30 novembro 2009

Coimbra

Toco-te , assim
Com as minhas mãos
Nesse líquen avermelhado
Testemunho do teu sangue
Ali, eternamente derramado.

Percorro-te, entre os verdes
Que te choram
Alamedas ensombradas
Minha quinta de lágrimas,
Em altar idolatradas.


Meu bosque de árvores
Centenárias
Guardas em ti
O mistério eterno
Máscara de traição e amor
Olhando o rio que corre
A ultima cidade do Norte
Para sempre serás lembrada
Como um cenário de dor.

Manhãs e tardes de Domingo

São tristes as manhãs,
feitas de domingos solitários
os pássaros debicam lá fora
e trazem um canto fugaz e aguçado
São tristes as tardes
feitas de névoa e silêncio amargurado
as persianas descem vorazes
sobre a mesa vestida de branco
rendada e vazia, jaz uma jarra
sem o perfume dos lilazes,
nesta solidão sonolenta
de vida apenas cinzenta.
No olhar, mais do que céus
lagos profundos, procurando os teus
E a vida dorme, adormecida
e eu fecho às vezes as mãos
fecho-as em vão
geladas, sem sol quente do verão
Ninguém profundamente me conhece
nem talvez a alguém interesse.

- EXTRATO DE DADOS:
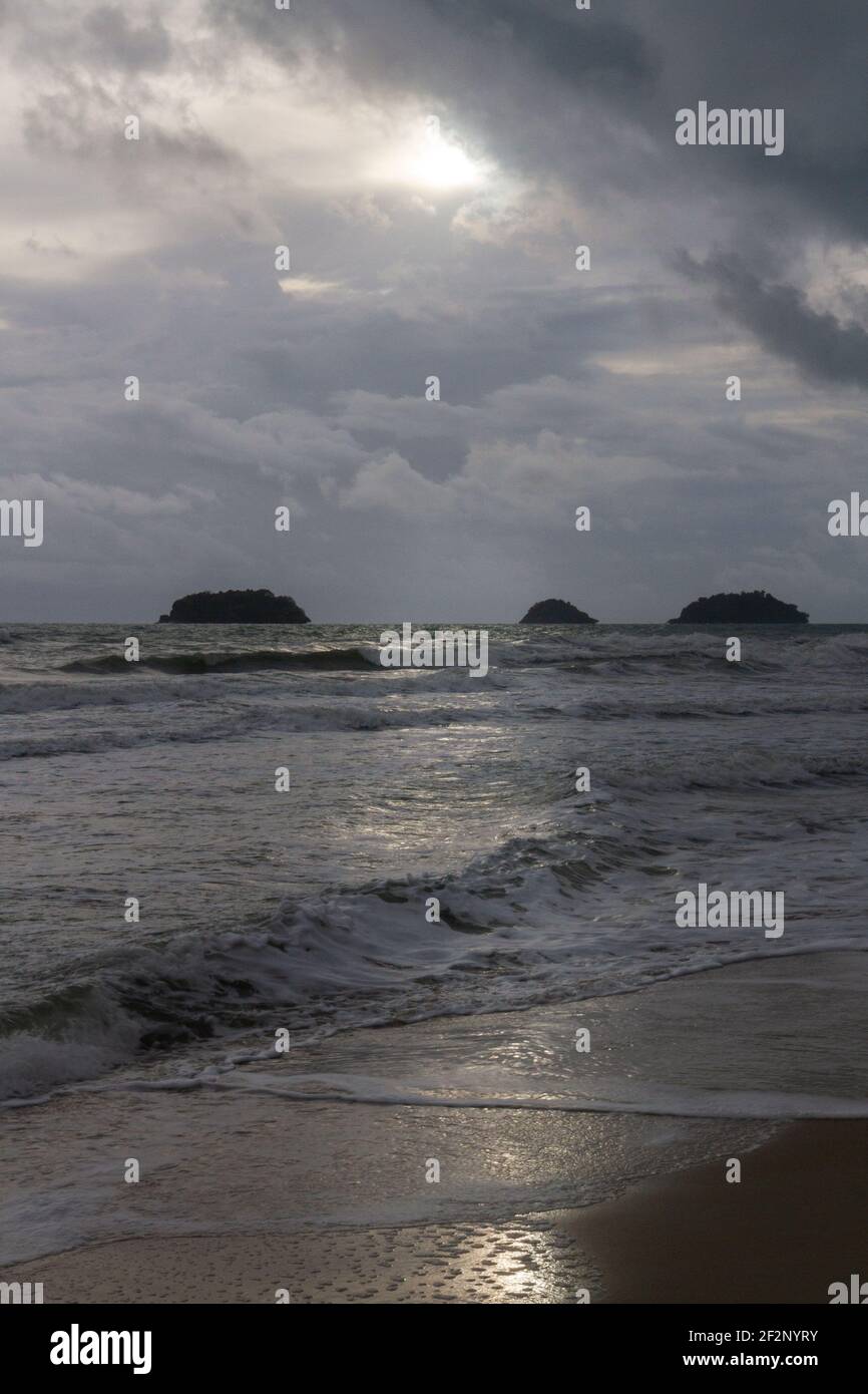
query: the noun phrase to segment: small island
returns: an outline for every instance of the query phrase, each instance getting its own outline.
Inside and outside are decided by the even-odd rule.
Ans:
[[[584,611],[570,605],[570,601],[536,601],[531,605],[520,625],[596,625]]]
[[[768,591],[719,591],[685,605],[670,625],[807,625],[808,616],[796,605],[779,601]]]
[[[273,591],[196,591],[174,601],[160,625],[309,625],[288,595]]]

- EXERCÍCIO PROPOSTO 1:
Responde a estas perguntas sobre os poemas:
(a) De que cor é o líquen referido no poema "Coimbra"?
(b) De que são feitas as tardes em "Manhãs e tardes de Domingo"?
(c) Que perfume falta à jarra que está sobre a mesa?
- EXERCÍCIO PROPOSTO 2:
Retoma, por favor, os poemas a partir do último verso apresentado.
Os registos são material independente dos poemas.

- RESPOSTA FINAL 1:
(a) Avermelhado.
(b) De névoa e silêncio amargurado.
(c) O perfume dos lilazes.

- RESPOSTA FINAL 2:
Bastam-me as cotovias
no meu silêncio
e a dor já não me dói, já não a sinto.
Branco rosário de contas de lithium.

27 novembro 2009

O livre arbitrio

O livre arbítrio (a propósito da aula de História Medieval Portuguesa do Prof. Varandas)

Vocês sabem o que é o livre arbítrio? É a capacidade de dizer ( entre outras coisas )que não acreditam em Deus. Mas depois surge a interrogação: - e se o paraíso existe?
E o que eu tenho estado a perder? O paraíso são prados verdejantes, a gente toda vestida de branco, numa plenitude, não há barulhos, mas também não há comezainas!!
E depois? Se eu for para lá , também não há actos de procriação e não havendo actos de procriação , que se lixe o paraíso!

Era nisto que eu pensava antes de conseguir um pouco de concentração para escrever sobre a Noite; sentia-a como um negro animal de olhos húmidos e brilhantes, avançando devagar. Ocupava pouco mais de uma sala de escassos metros quadrados e ia-me sufocando com o seu manto de silêncio. Lá fora um voo tresmalhado de pássaros, adormecidos até ao exagero, tinham caído do galho.
Continuei a querer pensar que o Paraíso não existia. Era muito mais importante sentir que os teus lábios tinham pétalas de flor que o vento espalhava sobre o meu corpo, bailando este até cair exangue nos portões enferrujados do Purgatório ali já perto da esquina.Subitamente, estremeci. Acordei com olhos de carneiro mal morto, sacudi os pensamentos e fechei a janela. A noite ficou lá fora.
E o prof. Varandas continuava debitar matéria para uma aula super-interessada nestas matérias da existência ou não da responsabilidade do ser humano perante escolhas hipotéticas.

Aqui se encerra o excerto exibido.